*** Opening of Task data ***

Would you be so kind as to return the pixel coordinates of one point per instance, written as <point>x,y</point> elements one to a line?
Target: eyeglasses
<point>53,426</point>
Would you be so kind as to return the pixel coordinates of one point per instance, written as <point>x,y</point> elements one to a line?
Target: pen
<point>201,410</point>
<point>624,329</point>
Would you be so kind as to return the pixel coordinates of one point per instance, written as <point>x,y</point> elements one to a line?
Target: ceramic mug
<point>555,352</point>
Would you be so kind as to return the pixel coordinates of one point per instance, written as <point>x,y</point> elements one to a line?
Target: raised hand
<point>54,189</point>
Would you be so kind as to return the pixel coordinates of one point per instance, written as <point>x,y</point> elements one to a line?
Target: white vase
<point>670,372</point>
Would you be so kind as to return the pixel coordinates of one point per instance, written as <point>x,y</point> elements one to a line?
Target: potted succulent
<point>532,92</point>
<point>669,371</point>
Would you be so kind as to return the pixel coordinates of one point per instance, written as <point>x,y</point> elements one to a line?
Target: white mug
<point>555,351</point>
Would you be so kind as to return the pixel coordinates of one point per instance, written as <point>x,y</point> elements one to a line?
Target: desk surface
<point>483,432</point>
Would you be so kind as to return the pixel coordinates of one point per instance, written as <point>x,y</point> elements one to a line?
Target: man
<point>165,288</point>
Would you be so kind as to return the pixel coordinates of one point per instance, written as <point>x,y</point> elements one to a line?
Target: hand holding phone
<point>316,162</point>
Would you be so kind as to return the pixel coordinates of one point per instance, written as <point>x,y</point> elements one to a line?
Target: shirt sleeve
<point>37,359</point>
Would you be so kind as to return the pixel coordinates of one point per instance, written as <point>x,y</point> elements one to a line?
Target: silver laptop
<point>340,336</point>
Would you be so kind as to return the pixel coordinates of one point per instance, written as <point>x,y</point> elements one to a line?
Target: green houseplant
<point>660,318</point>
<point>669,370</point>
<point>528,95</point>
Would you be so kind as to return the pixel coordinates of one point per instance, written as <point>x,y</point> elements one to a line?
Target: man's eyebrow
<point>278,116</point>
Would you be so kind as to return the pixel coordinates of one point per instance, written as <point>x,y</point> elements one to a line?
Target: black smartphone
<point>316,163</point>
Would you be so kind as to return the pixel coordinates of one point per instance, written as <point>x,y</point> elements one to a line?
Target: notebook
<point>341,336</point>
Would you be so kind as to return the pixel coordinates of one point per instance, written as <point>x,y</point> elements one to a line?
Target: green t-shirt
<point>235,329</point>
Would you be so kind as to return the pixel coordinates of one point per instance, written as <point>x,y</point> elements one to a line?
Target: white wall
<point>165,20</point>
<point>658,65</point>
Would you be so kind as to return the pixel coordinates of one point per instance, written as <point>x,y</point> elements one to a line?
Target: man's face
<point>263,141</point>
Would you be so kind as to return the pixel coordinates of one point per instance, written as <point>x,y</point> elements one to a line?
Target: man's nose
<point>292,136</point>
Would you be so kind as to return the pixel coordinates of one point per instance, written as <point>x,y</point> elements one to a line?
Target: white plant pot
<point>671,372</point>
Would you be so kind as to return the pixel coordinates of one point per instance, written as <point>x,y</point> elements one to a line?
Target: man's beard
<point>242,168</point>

*** Close of Task data ***

• [Assigned task]
Repeat the records exactly, including every line.

• [Exercise response]
Would you be so kind as to return the pixel coordinates of one point per instance, written as <point>x,y</point> elements one to a line?
Target: eyeglasses
<point>53,426</point>
Would you be so kind as to return the pixel coordinates of one point per instance, written as <point>x,y</point> elements one to a line?
Target: pen
<point>201,410</point>
<point>624,329</point>
Would you be so kind as to return the pixel coordinates of one point per instance, written as <point>x,y</point> elements one to a line?
Target: ceramic mug
<point>555,352</point>
Would you be so kind as to return the pixel coordinates of one point per instance, written as <point>x,y</point> elements one to a line?
Target: raised hand
<point>54,189</point>
Would you be so kind as to return the pixel coordinates of one point per instance, written as <point>x,y</point> elements one to a line?
Target: white vase
<point>670,372</point>
Would you be so kind as to return the pixel coordinates of one point per instance, written as <point>x,y</point> elements one to a line?
Target: potted succulent
<point>532,92</point>
<point>669,371</point>
Would you be so kind as to return the pixel coordinates of one point per instance, written as <point>x,y</point> elements one to a line?
Target: white mug
<point>555,351</point>
Would you be so kind as to return the pixel coordinates of one point per instance, written as <point>x,y</point> elements one to a line?
Target: desk surface
<point>483,432</point>
Would you be so kind as to return the pixel coordinates of one point per instance, written as <point>x,y</point> elements one to a line?
Target: man
<point>165,288</point>
Would you be so kind as to return the pixel coordinates of one point per instance, written as <point>x,y</point> elements one to a line?
Target: hand holding phone
<point>316,162</point>
Would you be so kind as to return the pixel coordinates of one point per instance, written as <point>x,y</point> elements one to a line?
Target: shirt sleeve
<point>37,359</point>
Would you be so kind as to return the pixel coordinates of one point per instance, written as <point>x,y</point> elements one to a line?
Target: silver laptop
<point>340,336</point>
Would you be so kind as to return the pixel coordinates of one point per instance, written as <point>x,y</point> elements one to a line?
Target: green houseplant
<point>660,318</point>
<point>669,370</point>
<point>528,95</point>
Would you be so kind as to return the pixel coordinates of one point per instance, written as <point>x,y</point> elements one to a line?
Target: man's eyebrow
<point>278,116</point>
Would you be so kind as to return the pixel coordinates of one point per instance, written as <point>x,y</point> elements one to a line?
Target: black smartphone
<point>316,163</point>
Would you be so kind as to return the pixel coordinates of one point per instance, written as <point>x,y</point> elements one to a line?
Target: notebook
<point>341,336</point>
Would you be so kind as to return the pixel coordinates of one point per instance, written as <point>x,y</point> elements one to a line?
Target: green t-shirt
<point>235,329</point>
Would you be so kind as to return the pixel coordinates of one point per instance, written as <point>x,y</point> elements one to a line?
Target: white wall
<point>165,20</point>
<point>658,65</point>
Would you be so kind as to return the pixel coordinates of one point per instance, written as <point>x,y</point> elements one to a line?
Target: man's face
<point>263,141</point>
Would you be so kind as to return the pixel coordinates of one point per instance, written as <point>x,y</point> elements one to a line?
Target: man's nose
<point>292,136</point>
Would you be so kind as to return the pixel coordinates of one point per instance, written as <point>x,y</point> elements one to a line?
Target: white plant pot
<point>671,372</point>
Would you be so kind as to return the pixel coordinates of one point per instance, written as <point>x,y</point> elements one to a line?
Target: man's beard
<point>242,168</point>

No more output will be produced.